--- BEGIN ---

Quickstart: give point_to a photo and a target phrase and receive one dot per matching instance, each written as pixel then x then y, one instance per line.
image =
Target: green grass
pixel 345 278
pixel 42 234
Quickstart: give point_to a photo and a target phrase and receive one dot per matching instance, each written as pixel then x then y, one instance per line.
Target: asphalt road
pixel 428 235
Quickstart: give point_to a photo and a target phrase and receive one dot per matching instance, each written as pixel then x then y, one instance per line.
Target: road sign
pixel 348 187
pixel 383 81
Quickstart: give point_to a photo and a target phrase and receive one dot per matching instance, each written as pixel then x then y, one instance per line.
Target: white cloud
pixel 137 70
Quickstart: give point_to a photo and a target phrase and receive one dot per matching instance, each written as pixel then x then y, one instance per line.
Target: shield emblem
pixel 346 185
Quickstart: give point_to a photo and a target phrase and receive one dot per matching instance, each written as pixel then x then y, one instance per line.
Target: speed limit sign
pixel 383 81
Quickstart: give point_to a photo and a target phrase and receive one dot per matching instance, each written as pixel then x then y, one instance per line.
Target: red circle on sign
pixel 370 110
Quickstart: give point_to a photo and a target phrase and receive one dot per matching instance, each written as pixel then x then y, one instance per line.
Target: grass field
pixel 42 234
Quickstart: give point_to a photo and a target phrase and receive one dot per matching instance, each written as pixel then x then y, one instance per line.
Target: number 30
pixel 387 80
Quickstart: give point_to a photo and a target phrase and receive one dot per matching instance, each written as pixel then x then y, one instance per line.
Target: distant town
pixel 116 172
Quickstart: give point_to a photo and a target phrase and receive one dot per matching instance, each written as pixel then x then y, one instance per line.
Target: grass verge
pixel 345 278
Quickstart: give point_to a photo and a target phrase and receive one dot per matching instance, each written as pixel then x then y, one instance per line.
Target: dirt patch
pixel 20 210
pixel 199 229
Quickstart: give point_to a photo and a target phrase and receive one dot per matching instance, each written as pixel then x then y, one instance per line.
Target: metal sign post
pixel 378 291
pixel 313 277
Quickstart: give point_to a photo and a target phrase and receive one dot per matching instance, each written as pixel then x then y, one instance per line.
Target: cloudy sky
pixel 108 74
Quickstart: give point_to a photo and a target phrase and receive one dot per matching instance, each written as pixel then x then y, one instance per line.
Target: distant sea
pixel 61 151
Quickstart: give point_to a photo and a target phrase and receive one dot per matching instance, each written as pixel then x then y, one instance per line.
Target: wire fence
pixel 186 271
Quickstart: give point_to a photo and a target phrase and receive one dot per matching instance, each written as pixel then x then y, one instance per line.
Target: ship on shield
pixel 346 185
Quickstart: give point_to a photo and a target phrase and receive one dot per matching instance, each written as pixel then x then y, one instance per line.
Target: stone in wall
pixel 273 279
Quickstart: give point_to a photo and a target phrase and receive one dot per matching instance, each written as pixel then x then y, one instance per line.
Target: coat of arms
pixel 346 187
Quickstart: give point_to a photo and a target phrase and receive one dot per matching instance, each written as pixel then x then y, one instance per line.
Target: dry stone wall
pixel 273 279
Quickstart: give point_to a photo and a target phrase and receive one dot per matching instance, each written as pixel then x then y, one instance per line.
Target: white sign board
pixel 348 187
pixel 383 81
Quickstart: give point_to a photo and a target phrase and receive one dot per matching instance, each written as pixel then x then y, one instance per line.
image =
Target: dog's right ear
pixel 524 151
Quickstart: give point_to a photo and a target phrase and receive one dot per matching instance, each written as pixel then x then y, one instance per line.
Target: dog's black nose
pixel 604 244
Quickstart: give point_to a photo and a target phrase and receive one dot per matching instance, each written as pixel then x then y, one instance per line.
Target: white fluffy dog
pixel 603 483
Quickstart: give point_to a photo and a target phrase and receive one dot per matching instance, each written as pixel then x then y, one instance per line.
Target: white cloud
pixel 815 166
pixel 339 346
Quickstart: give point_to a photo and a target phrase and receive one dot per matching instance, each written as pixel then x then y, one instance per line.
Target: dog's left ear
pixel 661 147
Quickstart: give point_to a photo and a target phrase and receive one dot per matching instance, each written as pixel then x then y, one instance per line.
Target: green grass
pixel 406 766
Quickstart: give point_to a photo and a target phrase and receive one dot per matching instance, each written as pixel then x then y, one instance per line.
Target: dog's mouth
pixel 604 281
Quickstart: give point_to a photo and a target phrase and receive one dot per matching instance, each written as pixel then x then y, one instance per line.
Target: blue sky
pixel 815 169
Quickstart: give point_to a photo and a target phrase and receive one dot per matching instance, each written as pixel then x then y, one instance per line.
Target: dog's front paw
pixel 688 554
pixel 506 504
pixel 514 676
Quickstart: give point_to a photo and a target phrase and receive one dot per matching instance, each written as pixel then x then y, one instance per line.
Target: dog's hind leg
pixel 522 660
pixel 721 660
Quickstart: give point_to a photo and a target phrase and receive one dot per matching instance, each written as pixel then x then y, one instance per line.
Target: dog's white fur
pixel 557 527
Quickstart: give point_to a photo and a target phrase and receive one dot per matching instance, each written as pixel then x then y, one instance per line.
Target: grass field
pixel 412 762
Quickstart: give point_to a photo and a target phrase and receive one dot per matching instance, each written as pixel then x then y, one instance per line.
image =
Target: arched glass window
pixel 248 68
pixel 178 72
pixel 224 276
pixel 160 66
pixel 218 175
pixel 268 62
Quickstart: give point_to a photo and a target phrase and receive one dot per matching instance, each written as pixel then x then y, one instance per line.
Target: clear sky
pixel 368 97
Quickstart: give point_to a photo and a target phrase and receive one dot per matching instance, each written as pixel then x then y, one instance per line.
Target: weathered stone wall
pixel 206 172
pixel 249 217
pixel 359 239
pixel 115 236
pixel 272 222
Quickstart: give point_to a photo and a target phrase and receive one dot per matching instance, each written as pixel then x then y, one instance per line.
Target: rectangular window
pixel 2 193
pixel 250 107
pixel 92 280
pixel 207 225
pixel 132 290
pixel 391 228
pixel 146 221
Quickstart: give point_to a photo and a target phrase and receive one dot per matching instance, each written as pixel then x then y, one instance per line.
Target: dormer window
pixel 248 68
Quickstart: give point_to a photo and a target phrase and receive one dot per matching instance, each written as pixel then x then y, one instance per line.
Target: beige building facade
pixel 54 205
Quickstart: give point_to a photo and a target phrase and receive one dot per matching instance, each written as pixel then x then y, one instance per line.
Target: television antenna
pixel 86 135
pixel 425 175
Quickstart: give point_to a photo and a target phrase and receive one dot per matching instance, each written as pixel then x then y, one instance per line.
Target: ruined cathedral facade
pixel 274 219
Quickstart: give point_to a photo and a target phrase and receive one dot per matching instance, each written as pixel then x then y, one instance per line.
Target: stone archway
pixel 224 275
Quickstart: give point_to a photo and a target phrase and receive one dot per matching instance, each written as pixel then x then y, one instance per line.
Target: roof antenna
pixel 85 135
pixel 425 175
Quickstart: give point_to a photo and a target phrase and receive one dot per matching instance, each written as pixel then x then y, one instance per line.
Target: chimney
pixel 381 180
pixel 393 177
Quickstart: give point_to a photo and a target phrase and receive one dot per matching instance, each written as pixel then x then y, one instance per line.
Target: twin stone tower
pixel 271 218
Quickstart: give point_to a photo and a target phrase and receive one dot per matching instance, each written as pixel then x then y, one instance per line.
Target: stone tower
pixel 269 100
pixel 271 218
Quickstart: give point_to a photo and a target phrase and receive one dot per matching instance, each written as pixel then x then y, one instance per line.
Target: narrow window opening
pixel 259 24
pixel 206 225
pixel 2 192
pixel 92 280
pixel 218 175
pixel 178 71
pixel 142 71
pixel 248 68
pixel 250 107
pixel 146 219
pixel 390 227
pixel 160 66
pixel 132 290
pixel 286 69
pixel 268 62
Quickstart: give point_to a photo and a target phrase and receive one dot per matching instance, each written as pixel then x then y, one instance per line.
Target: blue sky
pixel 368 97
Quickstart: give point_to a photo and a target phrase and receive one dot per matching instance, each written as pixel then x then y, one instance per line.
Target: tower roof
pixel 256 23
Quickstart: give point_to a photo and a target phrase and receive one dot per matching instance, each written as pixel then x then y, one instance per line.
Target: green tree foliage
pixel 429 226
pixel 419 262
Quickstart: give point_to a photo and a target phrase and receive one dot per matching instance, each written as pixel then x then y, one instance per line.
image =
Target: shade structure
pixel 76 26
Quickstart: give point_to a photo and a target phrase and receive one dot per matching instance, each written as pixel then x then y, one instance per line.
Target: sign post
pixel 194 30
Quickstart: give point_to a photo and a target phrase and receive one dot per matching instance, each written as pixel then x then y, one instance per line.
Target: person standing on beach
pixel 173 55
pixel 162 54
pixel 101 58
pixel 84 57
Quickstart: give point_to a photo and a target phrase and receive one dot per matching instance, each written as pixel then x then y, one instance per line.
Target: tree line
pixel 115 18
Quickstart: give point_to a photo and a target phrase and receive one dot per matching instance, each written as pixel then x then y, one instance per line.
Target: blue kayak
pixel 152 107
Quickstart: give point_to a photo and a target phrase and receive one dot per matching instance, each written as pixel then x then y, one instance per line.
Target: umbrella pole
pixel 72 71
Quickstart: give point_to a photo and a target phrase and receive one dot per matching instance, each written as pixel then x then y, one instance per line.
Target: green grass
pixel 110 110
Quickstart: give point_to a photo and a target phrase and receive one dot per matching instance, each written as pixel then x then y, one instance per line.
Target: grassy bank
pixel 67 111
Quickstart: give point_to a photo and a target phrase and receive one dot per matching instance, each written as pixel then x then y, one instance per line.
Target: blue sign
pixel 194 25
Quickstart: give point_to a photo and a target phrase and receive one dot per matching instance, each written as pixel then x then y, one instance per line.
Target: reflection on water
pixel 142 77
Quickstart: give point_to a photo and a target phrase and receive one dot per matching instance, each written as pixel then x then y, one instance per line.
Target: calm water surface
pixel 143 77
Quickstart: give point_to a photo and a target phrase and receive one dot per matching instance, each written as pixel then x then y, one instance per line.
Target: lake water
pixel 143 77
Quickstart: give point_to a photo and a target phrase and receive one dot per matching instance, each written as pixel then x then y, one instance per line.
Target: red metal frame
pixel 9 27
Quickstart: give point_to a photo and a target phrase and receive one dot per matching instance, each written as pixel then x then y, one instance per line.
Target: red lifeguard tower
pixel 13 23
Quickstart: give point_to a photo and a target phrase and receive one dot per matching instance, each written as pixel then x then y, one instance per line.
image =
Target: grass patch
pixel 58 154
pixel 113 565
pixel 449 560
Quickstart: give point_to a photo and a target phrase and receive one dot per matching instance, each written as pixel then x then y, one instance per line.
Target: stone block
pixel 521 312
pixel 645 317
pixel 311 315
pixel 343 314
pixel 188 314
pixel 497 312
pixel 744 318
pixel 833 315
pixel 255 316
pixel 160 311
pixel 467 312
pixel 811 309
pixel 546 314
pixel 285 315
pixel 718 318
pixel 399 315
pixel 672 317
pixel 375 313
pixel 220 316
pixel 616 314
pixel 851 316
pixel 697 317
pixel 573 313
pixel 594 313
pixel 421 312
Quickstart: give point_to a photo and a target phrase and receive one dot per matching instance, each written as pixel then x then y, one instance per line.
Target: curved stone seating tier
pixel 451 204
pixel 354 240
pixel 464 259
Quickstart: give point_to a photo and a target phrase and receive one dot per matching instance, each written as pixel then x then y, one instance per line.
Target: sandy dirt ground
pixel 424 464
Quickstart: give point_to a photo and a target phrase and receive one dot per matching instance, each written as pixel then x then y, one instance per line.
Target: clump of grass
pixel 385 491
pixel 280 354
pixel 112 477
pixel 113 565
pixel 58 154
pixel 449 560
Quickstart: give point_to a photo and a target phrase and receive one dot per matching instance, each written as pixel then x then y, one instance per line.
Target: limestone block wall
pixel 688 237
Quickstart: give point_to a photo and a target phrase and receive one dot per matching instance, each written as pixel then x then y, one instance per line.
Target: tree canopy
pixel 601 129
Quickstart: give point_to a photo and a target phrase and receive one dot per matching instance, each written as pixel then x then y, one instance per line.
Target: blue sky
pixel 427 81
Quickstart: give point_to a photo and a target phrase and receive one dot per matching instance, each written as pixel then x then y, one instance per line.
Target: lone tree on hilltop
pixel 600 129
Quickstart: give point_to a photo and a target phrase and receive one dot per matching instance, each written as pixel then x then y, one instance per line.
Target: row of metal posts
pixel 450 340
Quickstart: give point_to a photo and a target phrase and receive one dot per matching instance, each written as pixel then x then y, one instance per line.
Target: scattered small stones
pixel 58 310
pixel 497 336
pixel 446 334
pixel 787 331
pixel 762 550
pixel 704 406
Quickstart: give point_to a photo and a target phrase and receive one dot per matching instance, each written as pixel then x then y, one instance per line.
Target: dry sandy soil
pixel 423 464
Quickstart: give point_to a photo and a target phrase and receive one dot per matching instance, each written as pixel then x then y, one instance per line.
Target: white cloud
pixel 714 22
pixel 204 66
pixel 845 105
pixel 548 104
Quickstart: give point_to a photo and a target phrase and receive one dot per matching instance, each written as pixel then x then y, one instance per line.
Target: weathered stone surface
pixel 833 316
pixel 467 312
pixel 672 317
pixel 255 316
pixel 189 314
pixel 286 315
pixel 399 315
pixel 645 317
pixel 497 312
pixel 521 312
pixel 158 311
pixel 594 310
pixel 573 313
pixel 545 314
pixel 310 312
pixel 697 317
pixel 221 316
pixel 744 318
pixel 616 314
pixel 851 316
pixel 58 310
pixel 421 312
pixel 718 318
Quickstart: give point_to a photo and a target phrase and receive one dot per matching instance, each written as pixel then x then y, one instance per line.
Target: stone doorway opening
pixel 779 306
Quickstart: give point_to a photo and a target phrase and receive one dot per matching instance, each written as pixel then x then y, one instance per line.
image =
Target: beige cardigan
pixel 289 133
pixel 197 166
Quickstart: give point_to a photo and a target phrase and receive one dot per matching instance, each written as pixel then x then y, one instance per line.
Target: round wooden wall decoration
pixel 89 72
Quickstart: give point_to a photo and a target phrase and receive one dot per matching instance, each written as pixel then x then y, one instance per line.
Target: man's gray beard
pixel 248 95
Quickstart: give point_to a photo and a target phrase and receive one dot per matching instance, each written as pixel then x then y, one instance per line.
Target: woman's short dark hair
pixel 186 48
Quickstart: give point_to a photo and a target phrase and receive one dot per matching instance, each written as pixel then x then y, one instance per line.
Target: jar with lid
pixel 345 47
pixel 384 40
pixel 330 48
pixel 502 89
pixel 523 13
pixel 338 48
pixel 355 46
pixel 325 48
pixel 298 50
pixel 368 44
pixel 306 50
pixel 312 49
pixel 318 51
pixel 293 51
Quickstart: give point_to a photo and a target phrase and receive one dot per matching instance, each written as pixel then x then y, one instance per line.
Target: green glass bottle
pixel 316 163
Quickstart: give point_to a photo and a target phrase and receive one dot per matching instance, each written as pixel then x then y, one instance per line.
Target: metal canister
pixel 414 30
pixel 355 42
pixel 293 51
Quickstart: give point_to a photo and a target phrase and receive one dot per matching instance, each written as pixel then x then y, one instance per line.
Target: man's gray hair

--- END ---

Given request:
Rewrite the portion that opens with the first line and closes with the line containing "pixel 137 70", changing "Quickstart" to "Usage" and keeping every other character the same. Return only that portion.

Written solution:
Usage: give point_to a photo and a target phrase and receive one dot per matching instance, each written as pixel then x then y, one instance per line.
image =
Target: green grass
pixel 345 278
pixel 42 234
Usage: give point_to a photo and a target phrase and receive one dot per matching instance, each written as pixel then x then y, one instance per line.
Target: asphalt road
pixel 428 235
Usage: give point_to a photo and a target phrase and receive one dot per matching instance, each written as pixel then x then y, one instance per line.
Target: road sign
pixel 348 187
pixel 383 81
Usage: give point_to a photo and a target phrase and receive one dot per matching instance, each written as pixel then x then y, one instance per line.
Target: white cloud
pixel 137 70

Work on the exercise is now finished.